Exercise details:
Every entry below should be reproduced exactly, with all pictures left out.

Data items
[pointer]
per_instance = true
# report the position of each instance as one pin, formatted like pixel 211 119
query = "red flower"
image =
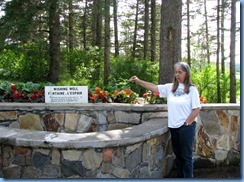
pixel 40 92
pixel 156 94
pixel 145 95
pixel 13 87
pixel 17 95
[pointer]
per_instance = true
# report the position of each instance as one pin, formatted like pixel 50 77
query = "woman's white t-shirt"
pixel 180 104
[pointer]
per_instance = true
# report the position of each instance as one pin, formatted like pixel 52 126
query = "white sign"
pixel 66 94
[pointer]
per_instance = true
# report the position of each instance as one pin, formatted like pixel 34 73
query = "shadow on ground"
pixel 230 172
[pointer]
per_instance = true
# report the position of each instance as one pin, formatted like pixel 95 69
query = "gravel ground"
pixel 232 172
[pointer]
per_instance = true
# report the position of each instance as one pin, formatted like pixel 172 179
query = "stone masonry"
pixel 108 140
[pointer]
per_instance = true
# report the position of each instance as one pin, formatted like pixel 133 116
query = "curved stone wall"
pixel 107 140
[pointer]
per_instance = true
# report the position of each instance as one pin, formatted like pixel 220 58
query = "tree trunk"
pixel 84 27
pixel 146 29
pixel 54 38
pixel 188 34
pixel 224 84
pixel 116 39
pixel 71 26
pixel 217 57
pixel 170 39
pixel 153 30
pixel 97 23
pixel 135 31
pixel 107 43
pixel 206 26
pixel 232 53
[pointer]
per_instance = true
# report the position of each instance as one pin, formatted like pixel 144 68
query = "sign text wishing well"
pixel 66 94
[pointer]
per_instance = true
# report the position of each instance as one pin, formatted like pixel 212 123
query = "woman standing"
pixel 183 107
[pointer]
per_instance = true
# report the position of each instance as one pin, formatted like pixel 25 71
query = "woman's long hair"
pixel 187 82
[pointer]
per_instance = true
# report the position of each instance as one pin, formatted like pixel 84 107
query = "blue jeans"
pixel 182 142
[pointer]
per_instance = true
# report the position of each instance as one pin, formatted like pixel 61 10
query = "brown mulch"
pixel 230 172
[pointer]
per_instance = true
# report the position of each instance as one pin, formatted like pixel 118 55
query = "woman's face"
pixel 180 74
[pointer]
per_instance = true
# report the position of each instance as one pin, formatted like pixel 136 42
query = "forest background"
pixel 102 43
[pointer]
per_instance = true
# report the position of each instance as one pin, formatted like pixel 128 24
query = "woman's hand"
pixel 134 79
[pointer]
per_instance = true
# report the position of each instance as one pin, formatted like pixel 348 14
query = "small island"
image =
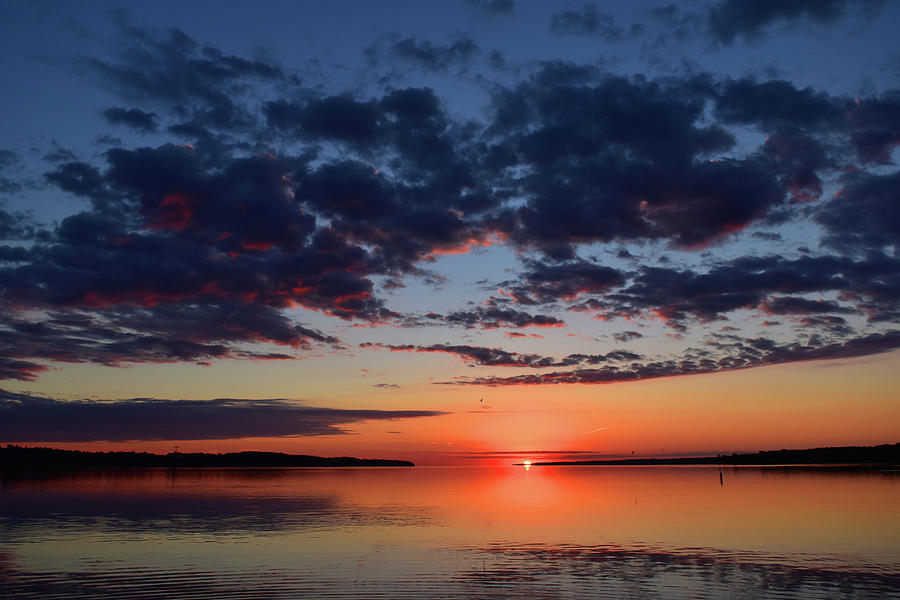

Task solution:
[pointer]
per_instance = true
# report the position of each instance as one pin, formatted like pixel 211 119
query = "red flower"
image =
pixel 40 92
pixel 156 94
pixel 145 95
pixel 13 87
pixel 17 95
[pointer]
per_instance = true
# report the position of each instance as one pin, formatted like pixel 50 77
query = "woman's white t-shirt"
pixel 180 104
[pointer]
per_instance = true
# report the position of each instance as one pin, formatted like pixel 52 126
query = "white sign"
pixel 66 94
[pointer]
per_instance = true
# report the position of each instance as one pin, formatted like pixel 34 73
query = "shadow on ground"
pixel 230 172
[pointer]
per_instance = true
# report the position of each instance as one pin, formatted like pixel 95 69
query = "gravel ground"
pixel 232 172
[pointer]
per_instance = true
# report the position of each instance as one pin, formatted like pixel 172 179
query = "stone masonry"
pixel 108 140
[pointer]
per_instance = true
# report the position of each instance as one pin, formatted like pixel 133 116
query = "curved stone wall"
pixel 107 140
[pointer]
per_instance = true
# report the position of each instance as one pin, formatted like pixel 220 58
query = "tree trunk"
pixel 84 27
pixel 146 29
pixel 54 38
pixel 188 34
pixel 224 84
pixel 116 39
pixel 71 26
pixel 217 57
pixel 170 39
pixel 153 30
pixel 97 23
pixel 135 31
pixel 107 43
pixel 206 26
pixel 232 53
[pointer]
per_instance = true
# report the position of each instance as one pin, formatted like pixel 144 68
query = "sign text wishing well"
pixel 66 94
[pointer]
per_instance = true
# report the position of each instance as one pin, formatted like pixel 212 123
query = "woman standing"
pixel 183 107
[pointer]
per_instance = true
# report the position of each instance as one pin, formatted like pixel 25 71
query = "woman's long hair"
pixel 187 82
[pointer]
per_instance = true
# report the position of each instance as one pin, formatted like pixel 84 107
query = "blue jeans"
pixel 182 142
[pointer]
per_instance = true
# report the position of each instance as one pin, formatted like pixel 61 10
query = "brown mulch"
pixel 230 172
[pointer]
per_instance = true
# report the position of each instance as one pin, formatted like pixel 118 55
query = "woman's face"
pixel 180 74
[pointer]
per_instance = true
# report the position of each instance as one pin, formatted like pixel 136 42
query = "forest background"
pixel 102 43
[pointer]
per_instance = true
# report the position of each instance as one pin, formatted like pixel 128 24
query = "woman's hand"
pixel 134 79
[pointer]
per_instance = true
# report the position of each instance as one pin, formatted like pixel 348 14
query = "small island"
image =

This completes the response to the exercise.